>> begin PASSAGE PROVIDED

# getting lowest WH/mile from a roadster



## valerun (Nov 12, 2010)

Hey Guys, 

so the client calls up and [basically] says: "I want you guys to build a Tesla out of my BMW Z 3". Well, maybe just letting up a bit on a 0-60. I think he would be ok with 5-6 sec. Other parameters pretty much same: 180 - 200 mile range (city / freeway mixed cycle), AC system. Money no object.

My question to you guys is: with all the tricks (LRR tires, lowering, AC system, regen), what is the lowest possible WH/mile one can reasonably get from this type of a car?

V


----------



## piotrsko (Dec 9, 2007)

valerun said:


> My question to you guys is: with all the tricks (LRR tires, lowering, AC system, regen), what is the lowest possible WH/mile one can reasonably get from this type of a car?
> 
> V



At what speed?


----------



## EVfun (Mar 14, 2010)

valerun said:


> so the client calls up and [basically] says: "I want you guys to build a Tesla out of my BMW Z 3".


So I'd tell him to basically go out and buy a Tesla -- it would be cheaper. I'f he is still up for it... well... damn near anything can be done with enough money.


----------



## valerun (Nov 12, 2010)

piotrsko said:


> At what speed?


"normal driving". I guess that means 20-30% in city, 70-80% freeway.

>> end PASSAGE PROVIDED
>> begin DATA ENTRIES

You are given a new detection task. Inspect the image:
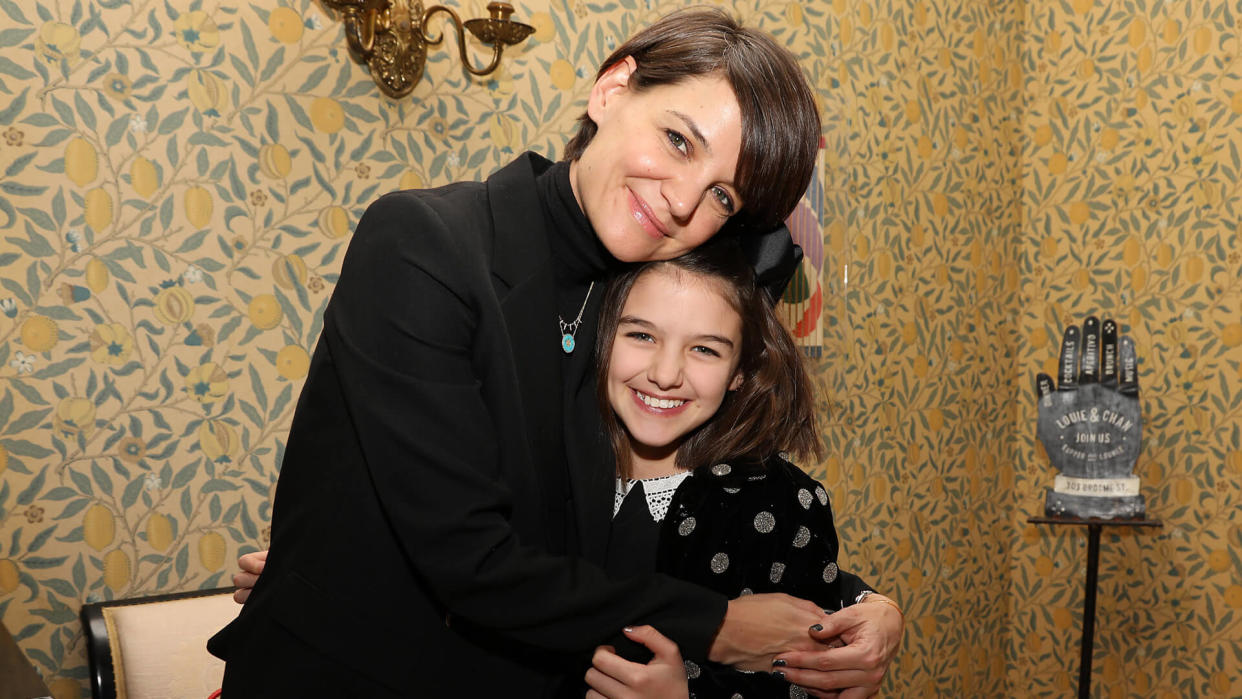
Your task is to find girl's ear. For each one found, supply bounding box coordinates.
[586,56,638,124]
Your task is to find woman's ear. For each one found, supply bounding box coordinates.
[586,56,638,124]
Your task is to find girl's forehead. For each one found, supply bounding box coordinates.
[622,263,741,319]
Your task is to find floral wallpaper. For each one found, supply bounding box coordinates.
[0,0,1242,699]
[1007,0,1242,698]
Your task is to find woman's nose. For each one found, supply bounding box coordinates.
[662,176,700,221]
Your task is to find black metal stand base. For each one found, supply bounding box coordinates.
[1027,514,1164,699]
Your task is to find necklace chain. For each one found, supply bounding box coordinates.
[556,282,595,354]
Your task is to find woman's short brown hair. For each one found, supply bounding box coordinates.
[565,9,820,230]
[595,238,821,478]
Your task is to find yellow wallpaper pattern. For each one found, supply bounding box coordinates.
[1009,0,1242,698]
[0,0,1242,699]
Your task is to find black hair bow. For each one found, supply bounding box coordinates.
[738,223,802,305]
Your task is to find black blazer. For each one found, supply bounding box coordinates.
[209,154,727,699]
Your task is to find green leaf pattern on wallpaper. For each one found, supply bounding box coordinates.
[0,0,631,697]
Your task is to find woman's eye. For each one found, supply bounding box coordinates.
[664,129,689,154]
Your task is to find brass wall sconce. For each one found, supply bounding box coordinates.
[323,0,534,97]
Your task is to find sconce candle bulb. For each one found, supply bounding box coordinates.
[323,0,534,98]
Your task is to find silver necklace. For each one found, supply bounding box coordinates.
[556,282,595,354]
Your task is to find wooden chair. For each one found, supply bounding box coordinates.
[82,587,241,699]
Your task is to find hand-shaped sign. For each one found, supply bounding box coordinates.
[1035,315,1146,518]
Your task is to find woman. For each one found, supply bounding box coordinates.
[210,11,895,698]
[586,241,895,699]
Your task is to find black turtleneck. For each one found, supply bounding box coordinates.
[535,161,621,562]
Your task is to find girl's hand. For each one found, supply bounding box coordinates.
[233,551,267,605]
[586,626,689,699]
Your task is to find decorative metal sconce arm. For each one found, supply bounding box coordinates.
[323,0,534,97]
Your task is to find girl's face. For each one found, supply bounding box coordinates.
[570,58,743,262]
[606,267,741,461]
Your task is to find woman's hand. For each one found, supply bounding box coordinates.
[708,592,823,672]
[586,626,689,699]
[774,595,904,699]
[233,551,267,605]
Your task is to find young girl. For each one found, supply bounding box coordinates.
[586,241,899,699]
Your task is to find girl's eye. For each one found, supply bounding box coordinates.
[664,129,691,155]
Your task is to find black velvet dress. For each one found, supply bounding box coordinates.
[609,456,871,699]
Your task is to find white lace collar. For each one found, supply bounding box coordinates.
[612,471,692,521]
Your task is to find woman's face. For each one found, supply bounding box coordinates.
[570,58,743,262]
[606,267,741,461]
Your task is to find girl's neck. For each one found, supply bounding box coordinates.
[630,449,682,479]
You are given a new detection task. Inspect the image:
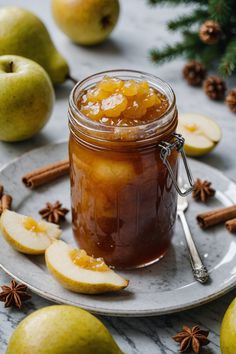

>> end DATA ENTRIES

→ WRITTEN TASKS:
[1] In the forum thread on getting the lowest Wh/mile from a roadster, what driving range does the client want?
[2] Pick up the forum thread on getting the lowest Wh/mile from a roadster after its final post, and write what comes next.

→ FINAL ANSWERS:
[1] 180 to 200 miles on a mixed city and freeway cycle.

[2]
----------



## valerun (Nov 12, 2010)

EVfun said:


> So I'd tell him to basically go out and buy a Tesla -- it would be cheaper.


Yeah, only he has a Tesla already LOL ;-)



EVfun said:


> I'f he is still up for it... well... damn near anything can be done with enough money.


even 200 miles in a Z3? that car is small and heavier than Lotus Elise (Tesla's donor)... Even if we use the highest energy density batteries, AC, and LRRs, it still will be near-impossible... Any other tricks?


----------



## piotrsko (Dec 9, 2007)

I am guessing that you are now having to learn all about aerodynamics and fluids.

and I don't see weight an issue except for city driving with its attendant stop start issues.


----------



## drgrieve (Apr 14, 2011)

The Z3 is pretty poor for cd (.37) but has a small frontal area which helps. 

Not sure how much blocking the grill and putting in a body pan would help. You could run some aero tests with ICE using some temporary mods to see if it helps (the 60 miles to 50 miles timing test). This would also tell you your WH/mile.

Perhaps look into getting a carbon fibre hood and a hard top also.

How much heavier than stock does the client want to go - that is an important question.


----------



## tomofreno (Mar 3, 2009)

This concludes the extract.